------ Exercise text ------

Someone upthread made a comment to the effect of "why is the proposed PRISM unit only 300MWe?"

The clue is in the "M" in PRISM, which stands for "Modular" or "Module". It's part of a family of designs that are collectively called "Small Modular Reactors" or SMRs.

The concept of an SMR is basically that the more construction/assembly work can be undertaken in a factory environment, as opposed on in situ, the better. The overall concept of an SMR would have the major components factory built and tested, assembled into a small number (maybe 10-20) portable assemblies then shipped to site.

So, PRISM is designed that the main components - the reactor "vessel" (yes, I know it's a pool type, but I'm not sure waht else you'd call the main component holding the reactor internals)..., steam generators/heat exchangers and so on are rail or barge-portable.

------

* _What this exercise asks_:
(a) In the post on the PRISM reactor, restate the paragraph beginning "The concept of an SMR" as a short bulleted list that keeps its main facts.
(b) Extend the post on the PRISM reactor with a few sentences that pick up after its final sentence.
The entries that come next are not needed for any of this work.

------ Source material ------

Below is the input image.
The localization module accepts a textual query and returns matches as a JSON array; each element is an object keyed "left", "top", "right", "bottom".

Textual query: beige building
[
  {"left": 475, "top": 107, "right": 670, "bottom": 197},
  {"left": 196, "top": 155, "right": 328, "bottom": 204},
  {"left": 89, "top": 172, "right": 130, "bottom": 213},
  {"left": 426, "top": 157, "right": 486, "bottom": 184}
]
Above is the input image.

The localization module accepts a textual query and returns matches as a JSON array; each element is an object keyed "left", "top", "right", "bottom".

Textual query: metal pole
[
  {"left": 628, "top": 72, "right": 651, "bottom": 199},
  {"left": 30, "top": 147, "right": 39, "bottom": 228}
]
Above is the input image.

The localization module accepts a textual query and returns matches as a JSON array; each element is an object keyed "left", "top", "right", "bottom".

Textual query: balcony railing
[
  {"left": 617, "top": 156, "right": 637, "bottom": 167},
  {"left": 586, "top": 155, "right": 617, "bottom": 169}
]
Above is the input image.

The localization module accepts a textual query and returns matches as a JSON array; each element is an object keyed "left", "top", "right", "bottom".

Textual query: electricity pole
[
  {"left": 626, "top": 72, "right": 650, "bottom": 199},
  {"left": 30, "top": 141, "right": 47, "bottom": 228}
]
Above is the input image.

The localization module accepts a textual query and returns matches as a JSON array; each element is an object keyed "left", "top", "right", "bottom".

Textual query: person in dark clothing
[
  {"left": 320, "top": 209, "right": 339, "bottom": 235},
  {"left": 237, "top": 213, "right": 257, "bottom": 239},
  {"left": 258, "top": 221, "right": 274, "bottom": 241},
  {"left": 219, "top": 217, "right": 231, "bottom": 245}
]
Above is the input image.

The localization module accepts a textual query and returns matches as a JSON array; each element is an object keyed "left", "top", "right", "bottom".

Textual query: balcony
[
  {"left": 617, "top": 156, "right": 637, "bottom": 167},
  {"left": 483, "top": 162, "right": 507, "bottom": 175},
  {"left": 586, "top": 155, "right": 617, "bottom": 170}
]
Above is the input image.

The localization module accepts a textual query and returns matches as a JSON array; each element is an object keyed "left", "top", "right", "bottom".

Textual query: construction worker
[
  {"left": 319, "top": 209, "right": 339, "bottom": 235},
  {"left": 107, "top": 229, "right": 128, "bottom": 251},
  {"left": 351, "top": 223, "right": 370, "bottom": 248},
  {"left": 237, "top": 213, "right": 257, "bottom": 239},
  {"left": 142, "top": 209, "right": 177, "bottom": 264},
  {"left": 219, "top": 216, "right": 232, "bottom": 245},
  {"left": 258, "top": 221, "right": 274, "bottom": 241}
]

------

* _Written answers_:
(a)
- The SMR idea: do as much construction and assembly as possible in a factory rather than on site.
- Major components are factory built and tested.
- They are assembled into a small number of portable assemblies, perhaps 10 to 20.
- These assemblies are then shipped to the site.

(b)
On the downside, it obviously imposes size limits on the components, and hence indirectly on total reactor power. Hence the relatively small size of the PRISM unit (pretty much all the SMRs on the drawing boards are <300MW).

It's certainly a viable concept - I've got experience of on-site QA in plants with utterly different construction concepts, the UK's AGRs. That wasn't fun.

Will the economics work? The Jury's obviously out. Designs like the ESBWR are still very largely factory/modular built but are very much larger, and weill benefit from ecnomies of scale.